(Document segment begins)

Just as parents should be encouraged to bring their child’s vaccine record with them to every health care visit, adults are also called upon to maintain a record of all their vaccinations. Each entry in the immunization record should include:

• The type of vaccine and dose

• The site and route of administration

• The date that the vaccine was administered

• The date that the next dose is due

• The manufacturer and lot number

• The name, address, and title of the person who administered the vaccine.15

PRINCIPLES OF VACCINATION

There are two ways to acquire immunity: active and passive.

Active immunity is produced by the individual’s own immune system and usually represents a permanent immunity toward the antigen.10,16

Passive immunity is produced when the individual receives products of immunity made by another animal or a human and transferred to the host. Passive immunity can be accomplished by injection of these products or through the placenta in infants. This type of immunity is not permanent and wanes over time—usually within weeks or months.10,16

This article will concentrate on active immunity, acquired through the administration of vaccines.

CLASSIFICATION OF VACCINES

Vaccines are classified as either live, attenuated vaccine (viral or bacterial) or inactivated vaccine.

(Document segment ends)
(Information begins)

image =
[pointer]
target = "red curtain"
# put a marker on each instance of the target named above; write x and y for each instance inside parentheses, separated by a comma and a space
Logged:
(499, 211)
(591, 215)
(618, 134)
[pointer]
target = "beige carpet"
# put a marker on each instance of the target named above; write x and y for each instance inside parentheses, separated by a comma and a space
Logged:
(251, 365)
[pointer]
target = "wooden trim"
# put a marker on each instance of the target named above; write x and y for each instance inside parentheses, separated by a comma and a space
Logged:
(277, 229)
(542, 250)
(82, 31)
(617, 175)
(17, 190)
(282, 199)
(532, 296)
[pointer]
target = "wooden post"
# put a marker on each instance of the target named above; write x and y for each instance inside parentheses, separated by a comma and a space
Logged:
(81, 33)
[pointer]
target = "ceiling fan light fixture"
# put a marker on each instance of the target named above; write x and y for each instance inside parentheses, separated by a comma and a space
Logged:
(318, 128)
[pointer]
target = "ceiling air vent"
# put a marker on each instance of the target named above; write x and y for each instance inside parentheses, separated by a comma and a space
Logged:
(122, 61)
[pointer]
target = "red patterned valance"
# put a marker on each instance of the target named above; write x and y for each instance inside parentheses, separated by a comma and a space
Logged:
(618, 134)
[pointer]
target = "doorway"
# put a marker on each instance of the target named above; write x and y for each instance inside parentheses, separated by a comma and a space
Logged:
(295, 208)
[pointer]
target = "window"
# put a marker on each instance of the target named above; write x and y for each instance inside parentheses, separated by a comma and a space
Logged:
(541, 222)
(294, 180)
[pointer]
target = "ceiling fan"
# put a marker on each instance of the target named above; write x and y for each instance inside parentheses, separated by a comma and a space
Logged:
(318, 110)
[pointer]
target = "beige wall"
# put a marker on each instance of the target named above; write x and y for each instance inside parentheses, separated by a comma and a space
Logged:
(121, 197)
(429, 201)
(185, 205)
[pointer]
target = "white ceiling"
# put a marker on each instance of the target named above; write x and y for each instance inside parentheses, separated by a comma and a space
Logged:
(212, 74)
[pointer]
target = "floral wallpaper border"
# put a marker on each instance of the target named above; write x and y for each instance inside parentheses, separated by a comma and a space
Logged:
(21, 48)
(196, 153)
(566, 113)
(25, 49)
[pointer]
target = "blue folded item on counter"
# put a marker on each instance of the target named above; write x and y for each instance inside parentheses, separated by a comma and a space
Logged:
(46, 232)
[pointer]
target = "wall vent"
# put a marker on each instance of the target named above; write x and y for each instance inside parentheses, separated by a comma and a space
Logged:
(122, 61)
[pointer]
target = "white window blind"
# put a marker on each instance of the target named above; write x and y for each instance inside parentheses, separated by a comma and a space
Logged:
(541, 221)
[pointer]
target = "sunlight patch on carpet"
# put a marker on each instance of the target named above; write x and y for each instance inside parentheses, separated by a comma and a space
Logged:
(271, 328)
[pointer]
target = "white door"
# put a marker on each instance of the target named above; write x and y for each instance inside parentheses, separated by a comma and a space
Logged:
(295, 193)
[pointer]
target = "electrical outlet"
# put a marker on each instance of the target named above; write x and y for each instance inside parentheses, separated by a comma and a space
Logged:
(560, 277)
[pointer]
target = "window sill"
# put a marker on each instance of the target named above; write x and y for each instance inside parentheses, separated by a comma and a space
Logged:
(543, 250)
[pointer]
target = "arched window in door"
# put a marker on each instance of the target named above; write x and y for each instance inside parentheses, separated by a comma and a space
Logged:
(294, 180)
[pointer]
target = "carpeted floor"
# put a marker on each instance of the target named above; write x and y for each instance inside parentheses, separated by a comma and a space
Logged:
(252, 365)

(Information ends)

The problem |
Copy word for word the part of the vaccination text from "Active immunity is" up to and including "administration of vaccines.". The records have no connection to the vaccination text.

Response box |
Active immunity is produced by the individual’s own immune system and usually represents a permanent immunity toward the antigen.10,16

Passive immunity is produced when the individual receives products of immunity made by another animal or a human and transferred to the host. Passive immunity can be accomplished by injection of these products or through the placenta in infants. This type of immunity is not permanent and wanes over time—usually within weeks or months.10,16

This article will concentrate on active immunity, acquired through the administration of vaccines.